**Exercise description**
Reproduce the material below verbatim, keeping every line in its original order and form.

**Dataset rows**
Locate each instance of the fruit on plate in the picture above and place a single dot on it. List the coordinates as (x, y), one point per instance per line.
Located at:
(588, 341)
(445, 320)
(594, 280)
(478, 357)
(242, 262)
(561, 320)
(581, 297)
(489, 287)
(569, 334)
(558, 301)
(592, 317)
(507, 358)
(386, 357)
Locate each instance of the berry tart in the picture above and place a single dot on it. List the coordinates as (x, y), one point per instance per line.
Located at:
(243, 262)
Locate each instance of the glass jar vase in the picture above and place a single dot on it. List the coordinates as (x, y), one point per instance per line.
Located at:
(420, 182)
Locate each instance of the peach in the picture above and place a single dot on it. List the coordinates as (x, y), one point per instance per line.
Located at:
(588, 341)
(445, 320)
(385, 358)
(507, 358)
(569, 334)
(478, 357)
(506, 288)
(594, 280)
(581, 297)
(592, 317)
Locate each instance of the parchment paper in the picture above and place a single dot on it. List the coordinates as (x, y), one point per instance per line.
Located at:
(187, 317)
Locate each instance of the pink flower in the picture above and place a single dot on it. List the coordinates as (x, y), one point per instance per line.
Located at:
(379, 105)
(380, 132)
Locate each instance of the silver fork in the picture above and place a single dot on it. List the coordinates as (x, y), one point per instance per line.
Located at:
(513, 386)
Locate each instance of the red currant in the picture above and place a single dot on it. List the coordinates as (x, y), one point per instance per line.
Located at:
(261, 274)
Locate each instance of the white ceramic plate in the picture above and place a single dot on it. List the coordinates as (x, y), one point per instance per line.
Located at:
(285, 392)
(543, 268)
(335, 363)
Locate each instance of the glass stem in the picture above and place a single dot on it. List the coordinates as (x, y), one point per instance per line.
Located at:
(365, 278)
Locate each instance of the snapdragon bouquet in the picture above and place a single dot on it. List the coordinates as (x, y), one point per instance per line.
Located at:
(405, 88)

**Response**
Locate each instance of the fruit on plate in the picture above and place a single dot on it. List the coordinates as (x, y), one point per instance per line.
Located at:
(588, 341)
(445, 320)
(594, 280)
(478, 357)
(242, 262)
(561, 320)
(581, 297)
(489, 287)
(569, 334)
(558, 301)
(592, 317)
(507, 358)
(386, 357)
Locate each instance of the berry tart in the picture above and place a single dot on it. List the coordinates as (x, y), one point per instance per line.
Located at:
(243, 262)
Locate each instance of the glass jar vase in the picture above and place a single dot on it. List the coordinates as (x, y), one point per instance per line.
Located at:
(420, 182)
Locate each instance of the peach in the picture above and place a single dot on it. List the coordinates as (x, y), one point per instance per line.
Located at:
(588, 341)
(445, 320)
(385, 358)
(507, 358)
(569, 334)
(478, 357)
(506, 288)
(594, 280)
(581, 297)
(592, 317)
Locate each instance of the parchment paper in the picture above and place a single dot on it. List the coordinates as (x, y), one point per instance per line.
Located at:
(187, 317)
Locate each instance of the pink flower in the picture above and place a single dot on it. List the coordinates as (x, y), one point per instance per line.
Located at:
(379, 105)
(380, 132)
Locate each instance of the silver fork in the picture above and place a single dot on it. List the coordinates as (x, y), one point per instance per line.
Located at:
(513, 386)
Locate each instance of the red currant in the picture above and place a single dot on it. List the coordinates as (x, y), one point per instance per line.
Located at:
(261, 274)
Locate each instance of the white ceramic plate in the picture above and place a single dot on it. List the coordinates as (x, y), one point per instance per line.
Located at:
(285, 392)
(543, 268)
(335, 363)
Locate each instance of the glass stem in the picture above and place a single dot on it. List the coordinates as (x, y), one point per instance per line.
Located at:
(365, 278)
Locate each instance of the snapdragon bouquet in the picture above and place a single dot on it. List the coordinates as (x, y), one point per instance per line.
Located at:
(405, 88)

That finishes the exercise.